*** DATA TO PROCESS
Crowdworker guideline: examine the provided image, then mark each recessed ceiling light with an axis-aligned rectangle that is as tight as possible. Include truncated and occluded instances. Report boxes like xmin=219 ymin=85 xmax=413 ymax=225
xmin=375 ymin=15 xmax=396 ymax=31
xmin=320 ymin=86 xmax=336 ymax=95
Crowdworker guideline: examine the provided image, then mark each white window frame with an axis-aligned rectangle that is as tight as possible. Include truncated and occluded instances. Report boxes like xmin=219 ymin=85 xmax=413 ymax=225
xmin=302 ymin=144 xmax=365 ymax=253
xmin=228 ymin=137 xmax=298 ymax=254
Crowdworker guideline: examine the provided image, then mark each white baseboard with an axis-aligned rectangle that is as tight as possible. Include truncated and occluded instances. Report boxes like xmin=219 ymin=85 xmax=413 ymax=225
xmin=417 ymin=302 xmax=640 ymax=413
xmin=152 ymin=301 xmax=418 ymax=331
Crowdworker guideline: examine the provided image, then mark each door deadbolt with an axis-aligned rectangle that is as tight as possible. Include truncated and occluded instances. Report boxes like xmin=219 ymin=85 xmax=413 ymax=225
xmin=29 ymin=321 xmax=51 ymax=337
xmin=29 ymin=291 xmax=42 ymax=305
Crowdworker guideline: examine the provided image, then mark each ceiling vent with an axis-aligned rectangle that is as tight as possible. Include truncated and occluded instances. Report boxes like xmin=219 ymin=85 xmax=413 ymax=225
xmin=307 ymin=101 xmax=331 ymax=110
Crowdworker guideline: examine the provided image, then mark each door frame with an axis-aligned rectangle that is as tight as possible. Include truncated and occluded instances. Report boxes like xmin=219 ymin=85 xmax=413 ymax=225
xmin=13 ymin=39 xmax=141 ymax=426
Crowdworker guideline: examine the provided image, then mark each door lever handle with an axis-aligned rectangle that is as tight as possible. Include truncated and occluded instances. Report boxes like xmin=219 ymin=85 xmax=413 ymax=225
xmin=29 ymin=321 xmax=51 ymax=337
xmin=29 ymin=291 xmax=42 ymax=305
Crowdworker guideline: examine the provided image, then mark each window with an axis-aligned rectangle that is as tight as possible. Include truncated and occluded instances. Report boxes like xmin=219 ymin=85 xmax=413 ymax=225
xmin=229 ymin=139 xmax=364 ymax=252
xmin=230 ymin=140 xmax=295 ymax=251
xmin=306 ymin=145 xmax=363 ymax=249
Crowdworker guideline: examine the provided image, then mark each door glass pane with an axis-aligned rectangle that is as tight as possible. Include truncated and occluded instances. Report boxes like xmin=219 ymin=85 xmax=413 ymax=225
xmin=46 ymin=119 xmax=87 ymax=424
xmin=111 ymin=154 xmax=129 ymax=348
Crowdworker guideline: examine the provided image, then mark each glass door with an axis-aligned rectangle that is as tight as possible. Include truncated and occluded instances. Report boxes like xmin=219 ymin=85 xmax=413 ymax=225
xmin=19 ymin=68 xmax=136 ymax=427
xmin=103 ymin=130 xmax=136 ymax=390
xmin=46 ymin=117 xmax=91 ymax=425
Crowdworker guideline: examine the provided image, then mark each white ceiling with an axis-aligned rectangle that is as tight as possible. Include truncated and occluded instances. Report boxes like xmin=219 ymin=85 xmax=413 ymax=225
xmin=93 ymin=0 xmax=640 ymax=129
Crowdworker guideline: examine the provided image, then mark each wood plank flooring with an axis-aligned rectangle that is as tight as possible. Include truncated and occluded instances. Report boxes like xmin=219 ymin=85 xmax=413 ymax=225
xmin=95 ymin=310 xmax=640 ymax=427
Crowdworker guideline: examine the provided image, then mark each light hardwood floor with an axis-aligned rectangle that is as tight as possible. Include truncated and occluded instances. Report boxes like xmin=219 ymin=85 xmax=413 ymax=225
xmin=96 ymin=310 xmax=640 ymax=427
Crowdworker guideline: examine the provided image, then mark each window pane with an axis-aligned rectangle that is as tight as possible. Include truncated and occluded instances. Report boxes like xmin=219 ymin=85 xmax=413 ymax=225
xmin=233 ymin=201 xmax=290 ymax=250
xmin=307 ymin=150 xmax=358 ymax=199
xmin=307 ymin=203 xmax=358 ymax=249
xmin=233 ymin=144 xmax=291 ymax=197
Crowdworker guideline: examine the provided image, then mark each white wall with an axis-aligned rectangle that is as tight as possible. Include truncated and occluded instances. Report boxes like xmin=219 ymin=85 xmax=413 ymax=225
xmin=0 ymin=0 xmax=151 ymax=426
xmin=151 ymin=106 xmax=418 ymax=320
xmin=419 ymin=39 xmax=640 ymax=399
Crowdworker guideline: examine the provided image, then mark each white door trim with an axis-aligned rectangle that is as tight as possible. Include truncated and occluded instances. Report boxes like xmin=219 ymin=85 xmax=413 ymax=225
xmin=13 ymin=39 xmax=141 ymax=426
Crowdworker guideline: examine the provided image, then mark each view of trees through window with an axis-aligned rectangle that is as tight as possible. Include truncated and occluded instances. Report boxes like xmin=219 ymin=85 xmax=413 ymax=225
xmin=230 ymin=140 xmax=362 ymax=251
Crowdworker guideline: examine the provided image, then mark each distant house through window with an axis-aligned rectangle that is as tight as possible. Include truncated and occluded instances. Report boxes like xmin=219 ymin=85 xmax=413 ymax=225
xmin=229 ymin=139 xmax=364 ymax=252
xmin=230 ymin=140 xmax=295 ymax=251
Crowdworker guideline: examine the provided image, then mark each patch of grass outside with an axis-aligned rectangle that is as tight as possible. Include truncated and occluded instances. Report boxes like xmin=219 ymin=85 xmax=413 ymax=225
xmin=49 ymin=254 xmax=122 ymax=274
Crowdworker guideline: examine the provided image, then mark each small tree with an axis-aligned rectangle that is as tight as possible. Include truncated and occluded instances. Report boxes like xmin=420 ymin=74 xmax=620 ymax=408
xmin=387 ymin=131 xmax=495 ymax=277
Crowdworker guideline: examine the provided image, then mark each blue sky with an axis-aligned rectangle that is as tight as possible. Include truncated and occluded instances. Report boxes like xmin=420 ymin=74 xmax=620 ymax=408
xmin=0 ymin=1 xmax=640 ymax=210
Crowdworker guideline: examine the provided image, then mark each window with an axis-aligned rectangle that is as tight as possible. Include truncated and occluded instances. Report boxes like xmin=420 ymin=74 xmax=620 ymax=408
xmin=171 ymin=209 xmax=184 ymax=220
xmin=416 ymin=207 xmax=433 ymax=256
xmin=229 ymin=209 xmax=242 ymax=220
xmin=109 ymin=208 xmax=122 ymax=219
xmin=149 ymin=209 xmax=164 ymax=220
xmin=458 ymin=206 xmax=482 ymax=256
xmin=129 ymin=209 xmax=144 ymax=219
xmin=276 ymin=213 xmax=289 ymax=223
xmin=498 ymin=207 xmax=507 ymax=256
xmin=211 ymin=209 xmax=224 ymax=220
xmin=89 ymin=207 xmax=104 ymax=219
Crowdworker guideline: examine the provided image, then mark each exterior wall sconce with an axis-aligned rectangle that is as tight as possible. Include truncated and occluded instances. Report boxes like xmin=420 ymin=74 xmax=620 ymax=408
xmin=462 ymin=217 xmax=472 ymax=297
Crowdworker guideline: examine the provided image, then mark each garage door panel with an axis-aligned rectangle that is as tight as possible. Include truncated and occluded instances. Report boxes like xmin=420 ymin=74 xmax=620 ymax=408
******
- [AIM OF THE EXERCISE]
Pull together every line above that contains the string "light".

- [WORKED ANSWER]
Crowdworker guideline: examine the provided image, then mark each recessed ceiling light with an axis-aligned rectangle that is as tight as possible. Include truncated and occluded instances. Report boxes like xmin=219 ymin=85 xmax=413 ymax=225
Crowdworker guideline: examine the provided image, then mark each light hardwood floor with an axis-aligned rectangle that is as tight as possible. Include truncated and occluded instances. Report boxes like xmin=219 ymin=85 xmax=413 ymax=225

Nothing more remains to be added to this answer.